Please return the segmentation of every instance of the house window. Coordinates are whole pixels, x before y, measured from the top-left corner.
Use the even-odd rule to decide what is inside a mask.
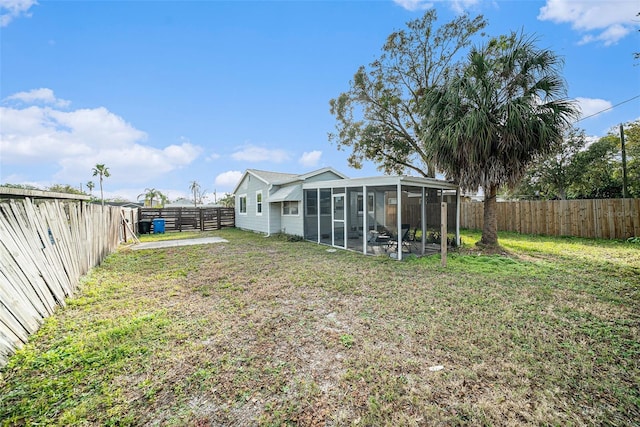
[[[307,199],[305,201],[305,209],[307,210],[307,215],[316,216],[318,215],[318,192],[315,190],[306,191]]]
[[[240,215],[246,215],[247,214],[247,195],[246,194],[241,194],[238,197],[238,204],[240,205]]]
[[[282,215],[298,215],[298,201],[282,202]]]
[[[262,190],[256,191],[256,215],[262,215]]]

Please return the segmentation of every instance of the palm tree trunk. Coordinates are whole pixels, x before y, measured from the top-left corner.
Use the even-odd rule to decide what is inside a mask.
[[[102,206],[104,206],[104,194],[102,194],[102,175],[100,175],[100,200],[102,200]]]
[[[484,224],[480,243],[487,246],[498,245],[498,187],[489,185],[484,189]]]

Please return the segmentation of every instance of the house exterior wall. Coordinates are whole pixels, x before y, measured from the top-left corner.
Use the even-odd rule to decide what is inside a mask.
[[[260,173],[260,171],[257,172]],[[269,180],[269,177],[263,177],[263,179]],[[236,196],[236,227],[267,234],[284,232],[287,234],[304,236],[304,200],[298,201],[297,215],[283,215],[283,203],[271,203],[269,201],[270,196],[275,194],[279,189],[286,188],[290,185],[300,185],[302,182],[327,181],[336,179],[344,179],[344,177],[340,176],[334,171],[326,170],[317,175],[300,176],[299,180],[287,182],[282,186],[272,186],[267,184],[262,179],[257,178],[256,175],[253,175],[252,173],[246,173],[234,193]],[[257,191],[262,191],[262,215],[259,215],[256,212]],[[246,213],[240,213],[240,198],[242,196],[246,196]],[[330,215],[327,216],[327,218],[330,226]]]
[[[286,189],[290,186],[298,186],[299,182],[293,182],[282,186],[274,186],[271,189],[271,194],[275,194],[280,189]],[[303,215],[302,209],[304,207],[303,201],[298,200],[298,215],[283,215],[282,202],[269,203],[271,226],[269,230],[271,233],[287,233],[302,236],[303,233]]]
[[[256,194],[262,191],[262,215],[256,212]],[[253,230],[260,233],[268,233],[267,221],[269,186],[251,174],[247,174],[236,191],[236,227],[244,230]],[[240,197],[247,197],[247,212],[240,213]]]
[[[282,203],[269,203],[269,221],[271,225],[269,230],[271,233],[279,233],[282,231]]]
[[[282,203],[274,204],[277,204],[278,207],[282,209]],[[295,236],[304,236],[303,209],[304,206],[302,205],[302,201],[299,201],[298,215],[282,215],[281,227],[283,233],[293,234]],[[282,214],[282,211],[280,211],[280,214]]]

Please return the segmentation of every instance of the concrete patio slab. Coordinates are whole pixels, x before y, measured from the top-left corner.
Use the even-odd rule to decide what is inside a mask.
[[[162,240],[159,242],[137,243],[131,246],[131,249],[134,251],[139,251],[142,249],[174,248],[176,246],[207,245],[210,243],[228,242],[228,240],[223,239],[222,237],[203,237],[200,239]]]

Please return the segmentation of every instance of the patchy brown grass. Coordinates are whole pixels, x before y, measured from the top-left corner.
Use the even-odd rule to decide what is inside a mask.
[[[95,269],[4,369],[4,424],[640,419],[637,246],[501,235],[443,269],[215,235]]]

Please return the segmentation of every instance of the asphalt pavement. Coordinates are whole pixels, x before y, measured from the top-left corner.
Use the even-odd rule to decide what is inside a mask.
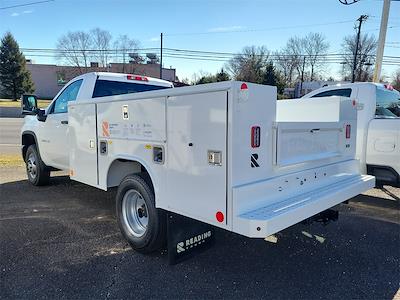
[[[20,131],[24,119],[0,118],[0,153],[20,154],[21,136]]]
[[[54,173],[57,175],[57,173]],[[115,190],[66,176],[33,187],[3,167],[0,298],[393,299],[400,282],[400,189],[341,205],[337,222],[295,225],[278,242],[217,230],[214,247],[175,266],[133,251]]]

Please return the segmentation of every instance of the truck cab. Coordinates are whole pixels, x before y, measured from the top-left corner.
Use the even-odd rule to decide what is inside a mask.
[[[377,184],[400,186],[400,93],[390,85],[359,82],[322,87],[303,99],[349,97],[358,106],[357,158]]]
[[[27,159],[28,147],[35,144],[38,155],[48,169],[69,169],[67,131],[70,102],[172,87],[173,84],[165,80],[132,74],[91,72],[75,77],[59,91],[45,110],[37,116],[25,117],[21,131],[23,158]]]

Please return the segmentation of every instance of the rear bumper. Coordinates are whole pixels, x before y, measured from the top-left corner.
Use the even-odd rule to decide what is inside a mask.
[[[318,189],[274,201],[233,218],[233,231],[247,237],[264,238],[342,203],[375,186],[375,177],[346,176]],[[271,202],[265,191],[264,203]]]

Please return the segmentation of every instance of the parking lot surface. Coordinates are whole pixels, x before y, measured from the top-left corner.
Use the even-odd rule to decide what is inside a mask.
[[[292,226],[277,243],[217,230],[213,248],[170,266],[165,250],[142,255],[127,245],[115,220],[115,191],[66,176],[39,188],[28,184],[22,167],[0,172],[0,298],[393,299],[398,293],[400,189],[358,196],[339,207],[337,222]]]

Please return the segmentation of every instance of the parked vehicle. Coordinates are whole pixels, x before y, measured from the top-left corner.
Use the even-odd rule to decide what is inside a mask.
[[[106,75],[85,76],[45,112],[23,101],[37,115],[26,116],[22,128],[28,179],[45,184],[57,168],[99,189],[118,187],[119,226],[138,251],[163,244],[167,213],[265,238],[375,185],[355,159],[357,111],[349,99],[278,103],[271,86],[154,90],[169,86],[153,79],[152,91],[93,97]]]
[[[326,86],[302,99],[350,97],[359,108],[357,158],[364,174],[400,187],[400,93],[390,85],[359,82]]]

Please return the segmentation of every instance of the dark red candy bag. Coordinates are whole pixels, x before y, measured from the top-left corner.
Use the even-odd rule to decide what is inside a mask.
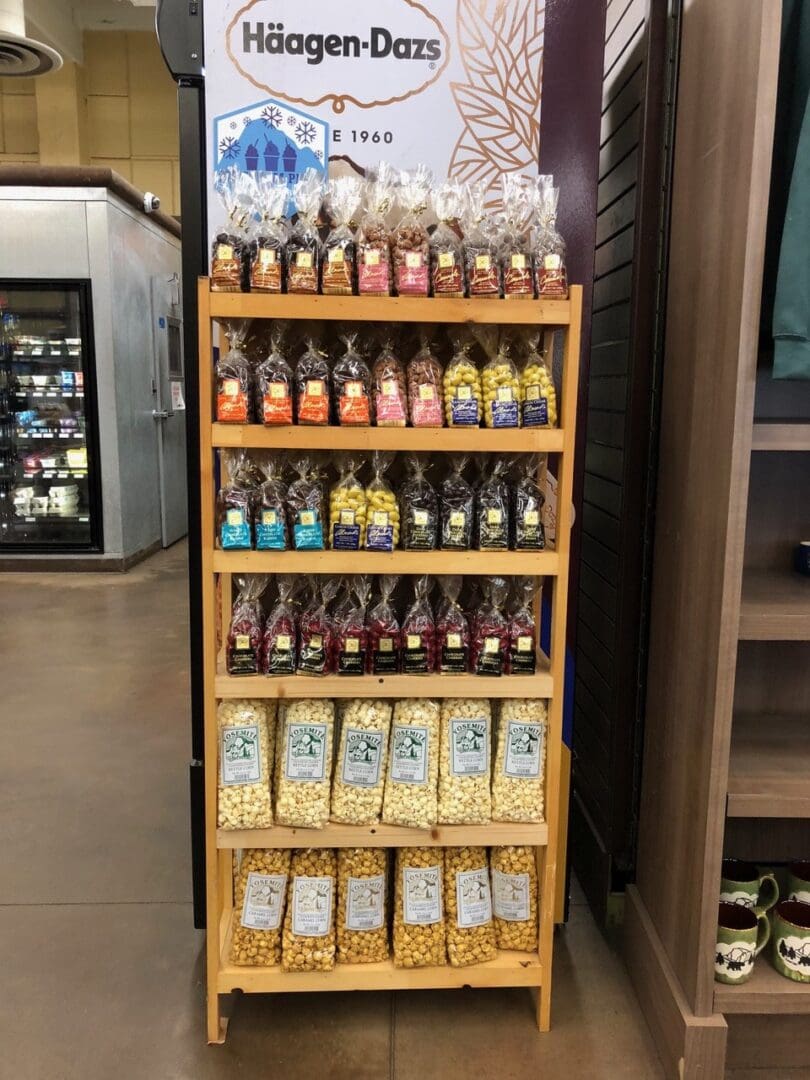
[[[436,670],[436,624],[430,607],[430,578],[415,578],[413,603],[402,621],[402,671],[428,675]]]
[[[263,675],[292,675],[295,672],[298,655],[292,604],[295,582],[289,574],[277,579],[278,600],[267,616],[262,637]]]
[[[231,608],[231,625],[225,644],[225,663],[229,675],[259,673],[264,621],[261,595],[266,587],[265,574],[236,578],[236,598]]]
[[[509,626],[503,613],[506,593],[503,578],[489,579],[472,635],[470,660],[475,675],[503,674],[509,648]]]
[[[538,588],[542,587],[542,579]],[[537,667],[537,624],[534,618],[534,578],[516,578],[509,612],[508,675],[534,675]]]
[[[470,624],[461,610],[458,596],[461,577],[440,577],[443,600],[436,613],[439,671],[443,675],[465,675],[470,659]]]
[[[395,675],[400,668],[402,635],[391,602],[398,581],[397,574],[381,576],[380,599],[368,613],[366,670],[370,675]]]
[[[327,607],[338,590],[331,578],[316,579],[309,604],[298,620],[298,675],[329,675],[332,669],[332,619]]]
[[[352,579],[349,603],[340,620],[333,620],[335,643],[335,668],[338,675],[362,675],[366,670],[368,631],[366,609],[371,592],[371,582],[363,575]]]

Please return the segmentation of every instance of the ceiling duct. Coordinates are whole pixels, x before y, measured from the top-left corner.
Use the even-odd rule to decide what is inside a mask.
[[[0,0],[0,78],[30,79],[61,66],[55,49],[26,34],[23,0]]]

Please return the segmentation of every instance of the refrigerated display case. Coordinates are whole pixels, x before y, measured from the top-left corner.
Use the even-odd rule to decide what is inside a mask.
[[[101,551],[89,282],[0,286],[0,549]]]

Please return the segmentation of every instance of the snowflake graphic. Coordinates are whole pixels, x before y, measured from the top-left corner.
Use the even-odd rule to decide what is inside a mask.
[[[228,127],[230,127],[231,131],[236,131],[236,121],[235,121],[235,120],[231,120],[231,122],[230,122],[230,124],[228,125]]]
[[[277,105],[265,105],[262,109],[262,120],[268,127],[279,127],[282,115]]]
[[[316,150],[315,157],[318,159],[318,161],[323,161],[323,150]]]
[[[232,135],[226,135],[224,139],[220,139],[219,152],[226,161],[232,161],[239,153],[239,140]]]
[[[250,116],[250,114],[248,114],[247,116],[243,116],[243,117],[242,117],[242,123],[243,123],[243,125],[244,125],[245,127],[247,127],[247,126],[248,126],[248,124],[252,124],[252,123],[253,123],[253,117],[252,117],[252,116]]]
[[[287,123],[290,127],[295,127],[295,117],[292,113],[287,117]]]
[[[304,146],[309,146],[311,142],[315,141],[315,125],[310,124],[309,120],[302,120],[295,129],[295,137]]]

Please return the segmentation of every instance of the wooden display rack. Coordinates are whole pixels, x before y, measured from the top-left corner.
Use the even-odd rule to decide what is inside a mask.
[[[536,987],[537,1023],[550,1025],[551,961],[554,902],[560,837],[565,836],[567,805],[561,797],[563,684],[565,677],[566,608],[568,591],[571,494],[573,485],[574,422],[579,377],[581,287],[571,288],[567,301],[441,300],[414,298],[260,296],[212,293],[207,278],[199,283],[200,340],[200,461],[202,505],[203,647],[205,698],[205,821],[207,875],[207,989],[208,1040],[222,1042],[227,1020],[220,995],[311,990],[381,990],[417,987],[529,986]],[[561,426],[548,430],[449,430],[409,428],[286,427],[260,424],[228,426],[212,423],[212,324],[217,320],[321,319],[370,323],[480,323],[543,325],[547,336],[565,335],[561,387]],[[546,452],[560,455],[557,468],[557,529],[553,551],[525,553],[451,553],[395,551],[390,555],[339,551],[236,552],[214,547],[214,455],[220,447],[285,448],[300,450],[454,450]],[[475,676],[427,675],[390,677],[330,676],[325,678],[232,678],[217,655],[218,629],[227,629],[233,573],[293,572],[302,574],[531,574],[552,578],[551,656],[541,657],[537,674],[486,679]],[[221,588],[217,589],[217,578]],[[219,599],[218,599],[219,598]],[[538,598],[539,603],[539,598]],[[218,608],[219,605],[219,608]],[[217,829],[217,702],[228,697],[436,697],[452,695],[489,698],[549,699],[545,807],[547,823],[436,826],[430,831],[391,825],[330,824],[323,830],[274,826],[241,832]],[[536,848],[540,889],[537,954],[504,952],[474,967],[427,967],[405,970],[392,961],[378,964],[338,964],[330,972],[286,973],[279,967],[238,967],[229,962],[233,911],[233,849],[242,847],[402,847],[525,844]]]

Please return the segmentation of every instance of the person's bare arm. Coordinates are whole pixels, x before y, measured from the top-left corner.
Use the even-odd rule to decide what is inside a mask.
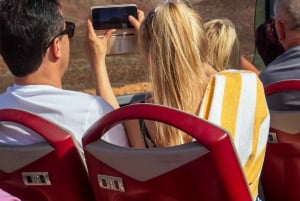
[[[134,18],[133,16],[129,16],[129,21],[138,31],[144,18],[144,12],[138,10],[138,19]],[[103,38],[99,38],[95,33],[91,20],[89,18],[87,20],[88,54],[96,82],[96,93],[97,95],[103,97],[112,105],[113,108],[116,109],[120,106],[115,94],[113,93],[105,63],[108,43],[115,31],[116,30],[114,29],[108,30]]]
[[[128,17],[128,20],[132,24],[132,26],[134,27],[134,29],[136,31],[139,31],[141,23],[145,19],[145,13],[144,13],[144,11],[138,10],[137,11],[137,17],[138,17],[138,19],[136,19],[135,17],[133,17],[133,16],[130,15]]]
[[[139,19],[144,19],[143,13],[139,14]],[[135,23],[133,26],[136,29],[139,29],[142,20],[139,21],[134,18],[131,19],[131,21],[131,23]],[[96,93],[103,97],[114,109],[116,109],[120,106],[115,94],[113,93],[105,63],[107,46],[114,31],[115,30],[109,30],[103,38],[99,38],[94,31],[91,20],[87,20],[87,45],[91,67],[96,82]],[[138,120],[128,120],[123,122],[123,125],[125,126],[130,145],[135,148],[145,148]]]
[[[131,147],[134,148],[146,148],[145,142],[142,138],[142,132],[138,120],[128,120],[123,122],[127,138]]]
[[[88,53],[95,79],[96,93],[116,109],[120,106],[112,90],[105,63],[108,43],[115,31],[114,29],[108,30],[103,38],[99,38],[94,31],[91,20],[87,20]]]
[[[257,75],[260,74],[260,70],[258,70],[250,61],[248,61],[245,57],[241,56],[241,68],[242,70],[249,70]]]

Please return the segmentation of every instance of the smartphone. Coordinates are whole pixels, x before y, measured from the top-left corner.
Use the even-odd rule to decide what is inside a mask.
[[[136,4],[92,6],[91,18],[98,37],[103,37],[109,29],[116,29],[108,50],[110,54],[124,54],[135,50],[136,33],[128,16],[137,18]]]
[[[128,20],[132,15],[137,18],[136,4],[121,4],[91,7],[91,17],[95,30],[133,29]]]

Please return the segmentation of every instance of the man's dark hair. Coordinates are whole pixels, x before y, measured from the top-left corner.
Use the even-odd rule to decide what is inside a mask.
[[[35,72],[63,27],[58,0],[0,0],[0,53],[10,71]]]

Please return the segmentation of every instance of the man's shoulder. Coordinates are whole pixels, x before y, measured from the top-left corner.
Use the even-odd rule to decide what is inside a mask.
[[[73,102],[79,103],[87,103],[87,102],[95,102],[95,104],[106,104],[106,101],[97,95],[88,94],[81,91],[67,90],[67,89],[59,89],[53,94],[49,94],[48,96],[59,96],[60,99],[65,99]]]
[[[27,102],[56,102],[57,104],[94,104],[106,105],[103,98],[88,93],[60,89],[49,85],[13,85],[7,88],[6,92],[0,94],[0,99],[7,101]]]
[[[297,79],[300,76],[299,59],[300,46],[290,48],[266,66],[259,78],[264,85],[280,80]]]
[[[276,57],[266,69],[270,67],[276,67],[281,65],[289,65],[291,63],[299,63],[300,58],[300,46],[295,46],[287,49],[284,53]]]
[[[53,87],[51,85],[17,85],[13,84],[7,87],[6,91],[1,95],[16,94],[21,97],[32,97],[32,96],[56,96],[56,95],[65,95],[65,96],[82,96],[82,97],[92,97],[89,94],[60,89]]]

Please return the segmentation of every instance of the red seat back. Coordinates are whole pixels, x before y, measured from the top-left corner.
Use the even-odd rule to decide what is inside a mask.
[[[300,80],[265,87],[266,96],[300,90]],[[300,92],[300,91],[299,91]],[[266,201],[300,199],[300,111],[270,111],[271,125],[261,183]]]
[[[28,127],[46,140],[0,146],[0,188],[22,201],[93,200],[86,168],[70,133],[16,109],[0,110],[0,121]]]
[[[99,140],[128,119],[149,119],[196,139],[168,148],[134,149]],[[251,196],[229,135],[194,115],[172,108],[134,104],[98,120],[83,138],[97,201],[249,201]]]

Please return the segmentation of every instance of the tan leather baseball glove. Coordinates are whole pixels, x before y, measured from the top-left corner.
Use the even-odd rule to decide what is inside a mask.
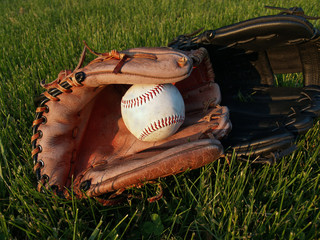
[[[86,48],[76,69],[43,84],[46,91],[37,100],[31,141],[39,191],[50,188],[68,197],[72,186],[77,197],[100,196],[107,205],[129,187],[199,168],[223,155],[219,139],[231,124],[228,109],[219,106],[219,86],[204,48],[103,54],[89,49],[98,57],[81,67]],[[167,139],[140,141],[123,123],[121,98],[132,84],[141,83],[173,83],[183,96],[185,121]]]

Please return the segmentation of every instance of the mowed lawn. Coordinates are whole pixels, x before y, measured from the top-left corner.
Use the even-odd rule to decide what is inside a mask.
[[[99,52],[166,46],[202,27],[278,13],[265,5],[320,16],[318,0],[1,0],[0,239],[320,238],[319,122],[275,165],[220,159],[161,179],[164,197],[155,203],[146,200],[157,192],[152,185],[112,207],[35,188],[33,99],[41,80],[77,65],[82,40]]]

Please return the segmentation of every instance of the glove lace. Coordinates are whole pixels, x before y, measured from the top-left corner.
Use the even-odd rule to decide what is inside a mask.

*DIRECTIONS FOR THIS TASK*
All lines of the material that contain the word "glove" should be listed.

*ANSWER SPACE*
Please return the segmentation of every instance of the tan leather baseball glove. Coordinates are whole pixels, x before y, measured from the top-left corner.
Please return the segmentation of every instance of the glove lace. Coordinates are whole pixels, x before y, measured from the top-left corner.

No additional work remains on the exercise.